Exercise details: With images removed, transcribe each record exactly as it appears.

(Referring expression data)
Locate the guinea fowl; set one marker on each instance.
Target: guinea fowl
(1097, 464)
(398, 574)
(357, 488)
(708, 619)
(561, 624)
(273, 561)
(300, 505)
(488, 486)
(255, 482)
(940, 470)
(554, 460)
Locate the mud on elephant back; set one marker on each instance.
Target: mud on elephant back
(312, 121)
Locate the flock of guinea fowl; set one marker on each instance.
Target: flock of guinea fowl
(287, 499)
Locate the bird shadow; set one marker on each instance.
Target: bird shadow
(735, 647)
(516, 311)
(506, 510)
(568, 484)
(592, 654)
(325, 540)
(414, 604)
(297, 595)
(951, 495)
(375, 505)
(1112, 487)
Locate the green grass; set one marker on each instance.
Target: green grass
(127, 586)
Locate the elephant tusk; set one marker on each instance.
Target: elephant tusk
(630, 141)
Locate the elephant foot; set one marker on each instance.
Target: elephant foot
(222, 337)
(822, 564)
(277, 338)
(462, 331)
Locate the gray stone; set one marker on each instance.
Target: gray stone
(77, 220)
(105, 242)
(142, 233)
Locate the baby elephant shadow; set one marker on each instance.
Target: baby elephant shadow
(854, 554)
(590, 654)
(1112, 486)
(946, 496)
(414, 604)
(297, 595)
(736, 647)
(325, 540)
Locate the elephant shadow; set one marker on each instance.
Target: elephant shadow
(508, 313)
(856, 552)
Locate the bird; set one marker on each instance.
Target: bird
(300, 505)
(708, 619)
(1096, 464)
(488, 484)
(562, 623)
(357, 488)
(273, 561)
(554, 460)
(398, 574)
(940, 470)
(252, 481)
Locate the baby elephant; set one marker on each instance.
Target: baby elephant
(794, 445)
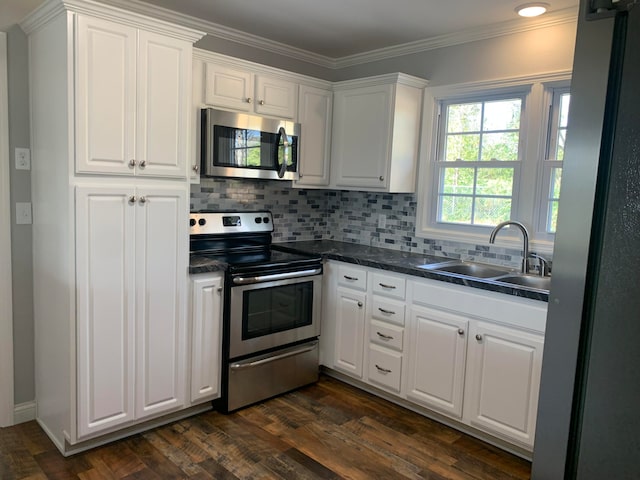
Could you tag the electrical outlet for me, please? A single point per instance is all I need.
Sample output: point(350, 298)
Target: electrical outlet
point(23, 159)
point(23, 213)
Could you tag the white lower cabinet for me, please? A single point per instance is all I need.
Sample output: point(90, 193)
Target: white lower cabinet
point(206, 336)
point(437, 361)
point(471, 355)
point(503, 378)
point(131, 261)
point(349, 331)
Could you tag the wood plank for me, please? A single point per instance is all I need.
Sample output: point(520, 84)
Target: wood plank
point(327, 431)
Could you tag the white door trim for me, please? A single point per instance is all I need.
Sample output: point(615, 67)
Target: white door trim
point(6, 307)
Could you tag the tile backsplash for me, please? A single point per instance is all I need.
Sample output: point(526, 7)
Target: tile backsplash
point(307, 214)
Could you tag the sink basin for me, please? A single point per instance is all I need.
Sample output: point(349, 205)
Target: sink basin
point(476, 270)
point(529, 281)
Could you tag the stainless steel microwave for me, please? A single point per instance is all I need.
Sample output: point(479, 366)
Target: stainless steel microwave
point(249, 146)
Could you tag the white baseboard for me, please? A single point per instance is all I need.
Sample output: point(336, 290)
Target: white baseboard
point(24, 412)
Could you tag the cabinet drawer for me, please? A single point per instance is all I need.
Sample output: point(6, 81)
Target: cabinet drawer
point(352, 277)
point(384, 367)
point(389, 285)
point(388, 310)
point(390, 336)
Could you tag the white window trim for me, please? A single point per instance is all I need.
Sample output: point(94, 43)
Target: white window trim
point(6, 309)
point(534, 120)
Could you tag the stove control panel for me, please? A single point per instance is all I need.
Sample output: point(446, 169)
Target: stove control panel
point(201, 223)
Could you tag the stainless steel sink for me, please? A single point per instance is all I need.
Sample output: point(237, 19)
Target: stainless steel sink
point(476, 270)
point(529, 281)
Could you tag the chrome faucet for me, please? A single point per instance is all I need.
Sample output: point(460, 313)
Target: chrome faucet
point(525, 236)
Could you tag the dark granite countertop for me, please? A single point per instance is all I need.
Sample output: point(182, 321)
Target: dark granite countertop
point(401, 262)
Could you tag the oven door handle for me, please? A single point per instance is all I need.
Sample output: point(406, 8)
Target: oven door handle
point(306, 348)
point(275, 276)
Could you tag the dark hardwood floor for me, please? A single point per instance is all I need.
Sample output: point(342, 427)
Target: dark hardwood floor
point(326, 431)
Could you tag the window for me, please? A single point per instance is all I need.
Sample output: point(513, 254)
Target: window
point(558, 116)
point(477, 161)
point(496, 154)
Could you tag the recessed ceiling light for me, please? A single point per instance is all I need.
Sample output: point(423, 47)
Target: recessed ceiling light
point(532, 9)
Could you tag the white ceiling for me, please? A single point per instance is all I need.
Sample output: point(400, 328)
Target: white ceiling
point(333, 28)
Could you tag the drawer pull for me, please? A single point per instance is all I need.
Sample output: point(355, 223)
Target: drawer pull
point(384, 337)
point(383, 370)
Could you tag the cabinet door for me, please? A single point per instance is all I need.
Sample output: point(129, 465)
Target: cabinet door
point(276, 97)
point(164, 96)
point(437, 360)
point(197, 95)
point(314, 115)
point(105, 94)
point(228, 87)
point(362, 136)
point(206, 338)
point(161, 284)
point(349, 335)
point(503, 378)
point(105, 316)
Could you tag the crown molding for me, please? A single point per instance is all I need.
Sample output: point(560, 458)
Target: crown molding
point(225, 33)
point(109, 11)
point(560, 17)
point(519, 25)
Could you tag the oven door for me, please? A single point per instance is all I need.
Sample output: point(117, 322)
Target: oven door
point(270, 311)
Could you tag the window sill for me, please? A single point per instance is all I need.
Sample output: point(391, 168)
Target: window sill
point(503, 240)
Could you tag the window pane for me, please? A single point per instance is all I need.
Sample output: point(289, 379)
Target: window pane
point(495, 181)
point(502, 115)
point(458, 180)
point(553, 216)
point(500, 146)
point(564, 109)
point(562, 133)
point(556, 180)
point(454, 209)
point(491, 211)
point(462, 147)
point(464, 117)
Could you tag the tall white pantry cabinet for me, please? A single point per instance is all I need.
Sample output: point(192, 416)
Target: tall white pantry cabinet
point(110, 128)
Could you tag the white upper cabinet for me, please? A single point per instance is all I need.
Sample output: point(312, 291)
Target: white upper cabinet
point(232, 87)
point(376, 133)
point(314, 114)
point(131, 256)
point(132, 96)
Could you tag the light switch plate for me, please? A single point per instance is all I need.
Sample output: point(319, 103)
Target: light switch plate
point(23, 159)
point(23, 213)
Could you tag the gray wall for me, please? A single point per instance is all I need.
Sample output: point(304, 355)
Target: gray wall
point(528, 53)
point(24, 389)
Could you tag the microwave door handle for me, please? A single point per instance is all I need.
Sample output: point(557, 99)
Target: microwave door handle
point(281, 169)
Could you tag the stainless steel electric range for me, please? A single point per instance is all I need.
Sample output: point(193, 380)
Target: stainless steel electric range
point(271, 308)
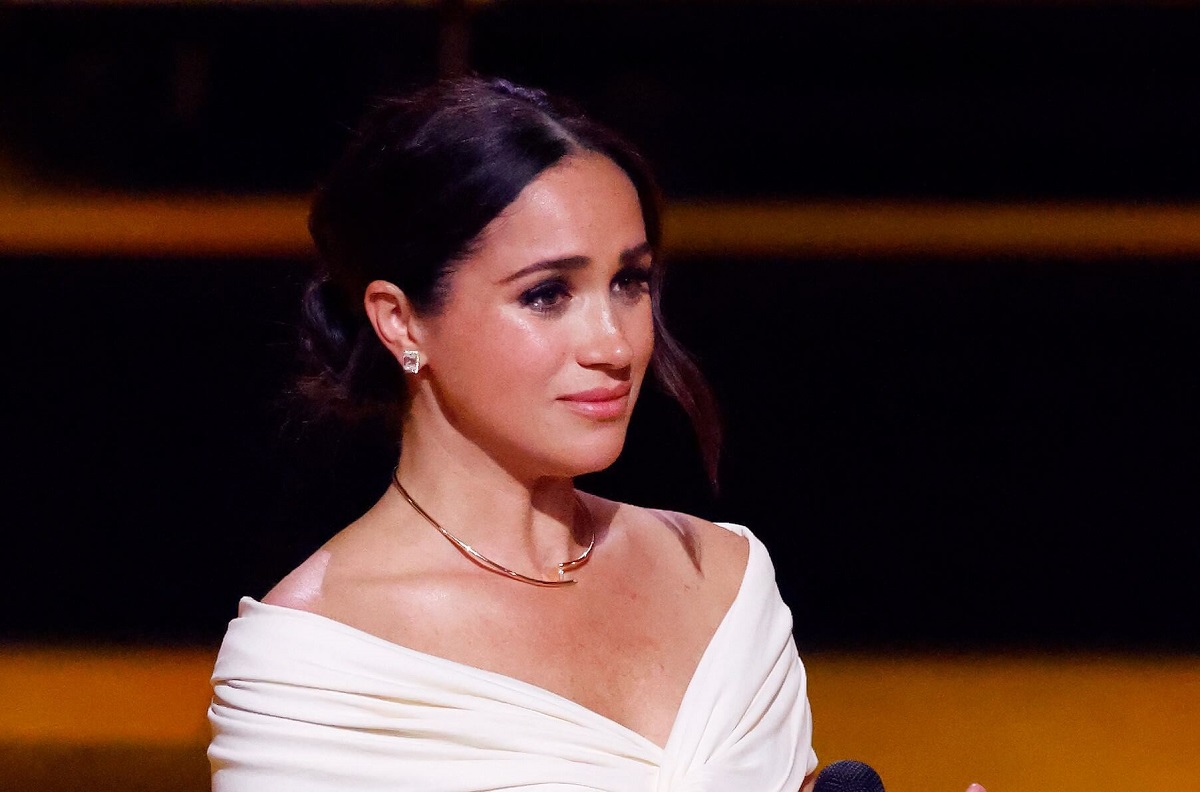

Answer area:
Locate the guinea fowl; set one marker on each instance.
Target: guinea fowl
(1097, 464)
(398, 574)
(357, 488)
(708, 619)
(561, 624)
(273, 561)
(300, 505)
(488, 486)
(255, 482)
(940, 470)
(554, 460)
Locate the mud on elephant back; set one marker on each instance.
Target: mud on elephant back
(312, 121)
Locate the flock of guinea fowl; set one marker on each instance.
Target: flock of guinea fowl
(287, 499)
Locate the bird shadow; set one marker on each instance.
Target: bird shadow
(735, 647)
(516, 311)
(506, 510)
(568, 484)
(592, 654)
(325, 540)
(414, 604)
(297, 595)
(951, 495)
(375, 505)
(1112, 487)
Locate the green grass; set one marker on each instance.
Target: green grass
(127, 586)
Locate the elephant tusk; set one marker on each instance.
Target: elephant tusk
(630, 141)
Locate the elephant foot; set one marker on each instance.
Target: elephant foot
(222, 337)
(822, 564)
(277, 338)
(462, 331)
Locate the gray stone; set one marker on each instance.
Target: gray stone
(77, 220)
(105, 242)
(142, 233)
Locate the baby elephant shadow; set one marker on each instance.
Target: baby elephant shadow
(854, 554)
(590, 654)
(1112, 486)
(946, 496)
(414, 604)
(297, 595)
(736, 647)
(325, 540)
Locate the elephant shadow; set one marker on each instance.
Target: elephant shadow
(508, 313)
(856, 552)
Locate the bird; set one marker on each instance.
Target: bird
(300, 505)
(708, 619)
(1096, 464)
(488, 484)
(562, 623)
(357, 488)
(273, 561)
(554, 460)
(398, 574)
(940, 470)
(252, 481)
Locate the baby elephant; set one marker on each instance.
Target: baby elephant
(794, 445)
Could you tag the electrical outlet for me, please? A single point per instance is all I need.
Sample output: point(350, 298)
Target: electrical outlet
point(23, 159)
point(23, 213)
Could you tag the white lower cabinet for me, please? A single point per instance is all I need.
Sample output: point(90, 193)
Target: white lower cabinet
point(206, 336)
point(437, 361)
point(471, 355)
point(503, 378)
point(131, 261)
point(349, 331)
Could you tag the wood plank for me, please? A single point per instance is all I need.
Sample output: point(520, 84)
Target: wood plank
point(327, 431)
Could you tag the white door trim for me, please? A single point per instance is all I need.
Sample output: point(615, 67)
Target: white door trim
point(6, 307)
Could you tag the tile backsplash for me, please? A single point per instance is all I need.
Sample output: point(526, 7)
Target: tile backsplash
point(307, 214)
Could you tag the sink basin for me, please? A single point per instance is all I need.
Sample output: point(349, 205)
Target: sink basin
point(476, 270)
point(529, 281)
Could you tag the stainless steel microwave for me, please? A single point per instance is all I need.
Sample output: point(479, 366)
Target: stainless steel microwave
point(249, 146)
Could you tag the white baseboard for me, please? A single point per instance is all I need.
Sample output: point(336, 290)
Target: white baseboard
point(24, 412)
Could you tag the cabinet drawer for me, please? A single point per instance is all I need.
Sample output: point(6, 81)
Target: cabinet drawer
point(352, 277)
point(384, 367)
point(389, 285)
point(388, 310)
point(390, 336)
Could you tag the white window trim for me, please? A single point per instance is all I need.
Sample output: point(94, 43)
Target: white window trim
point(6, 309)
point(534, 120)
Could you tag the stove control panel for me, please? A single point per instance is all I need.
Sample output: point(446, 169)
Target: stove control panel
point(201, 223)
Could you tag the stainless steel sink for me, please? A single point per instance is all I need.
Sample output: point(237, 19)
Target: stainless steel sink
point(476, 270)
point(529, 281)
Could you tag the chrome faucet for me, please? A single point per instance is all I need.
Sample output: point(460, 313)
Target: chrome faucet
point(525, 236)
Could you tag the dark granite countertop for me, please? A single point per instance is all I need.
Sample output: point(182, 321)
Target: dark granite countertop
point(401, 262)
Could you tag the oven door handle for me, please? A single point per instance is all I need.
Sample output: point(406, 8)
Target: oven door handle
point(306, 348)
point(275, 276)
Could you tag the dark hardwood floor for me, please? A single point per instance is all I need.
Sample output: point(342, 427)
Target: dark hardwood floor
point(326, 431)
Could you tag the window for me, please? A single point per instance is all I need.
Sample output: point(513, 254)
Target: window
point(558, 116)
point(477, 161)
point(496, 154)
Could you tag the recessed ceiling light for me, please? A single point per instance is all I need.
Sample output: point(423, 47)
Target: recessed ceiling light
point(532, 9)
Could you tag the white ceiling for me, please? A single point per instance is all I need.
Sample output: point(400, 328)
Target: white ceiling
point(333, 28)
Could you tag the drawer pull for me, please? A single point per instance is all I need.
Sample output: point(355, 223)
Target: drawer pull
point(384, 337)
point(383, 370)
Could you tag the cabinet door for me, please? A single point per instance is all I need.
Sample output: point(129, 465)
Target: cabinet door
point(276, 97)
point(164, 96)
point(437, 360)
point(197, 95)
point(314, 115)
point(105, 94)
point(228, 87)
point(362, 136)
point(206, 338)
point(161, 284)
point(349, 335)
point(503, 378)
point(105, 316)
Could you tag the crown molding for me, please? A single point per instance is all I need.
Sample output: point(560, 458)
Target: crown molding
point(225, 33)
point(109, 11)
point(560, 17)
point(519, 25)
Could you tag the oven door for me, please? A single point per instance is all I need.
Sample output: point(117, 322)
Target: oven door
point(270, 311)
Could you tag the window sill for me, please? A single point per instance is all I need.
Sample output: point(391, 168)
Target: window sill
point(503, 240)
Could you tag the window pane for me, please? A single point per instance is all I need.
Sample output: point(289, 379)
Target: window pane
point(495, 181)
point(502, 115)
point(458, 180)
point(553, 216)
point(500, 146)
point(564, 109)
point(562, 133)
point(556, 180)
point(454, 209)
point(491, 211)
point(462, 147)
point(464, 117)
Could you tag the tall white pantry cabinet for me, please? A single point per instance is all I need.
Sample output: point(192, 416)
Target: tall white pantry cabinet
point(110, 128)
Could you tag the white upper cabinet for me, please? A single point per instance is all I need.
Sample output: point(312, 291)
Target: white upper cabinet
point(232, 87)
point(376, 133)
point(314, 114)
point(131, 256)
point(132, 96)
Could you tag the light switch plate for me, please? A single point per instance is all I need.
Sample output: point(319, 103)
Target: light switch plate
point(23, 159)
point(23, 213)
Could you tag the gray wall for me, please? A single point per instance is all I need.
Sample output: point(304, 355)
Target: gray wall
point(528, 53)
point(24, 389)
Could you tag the microwave door handle for me, please? A single point per instance is all I need.
Sample output: point(557, 99)
Target: microwave door handle
point(281, 169)
Could you tag the stainless steel electric range for me, please? A single point per instance is all I need.
Sample output: point(193, 380)
Target: stainless steel electric range
point(271, 308)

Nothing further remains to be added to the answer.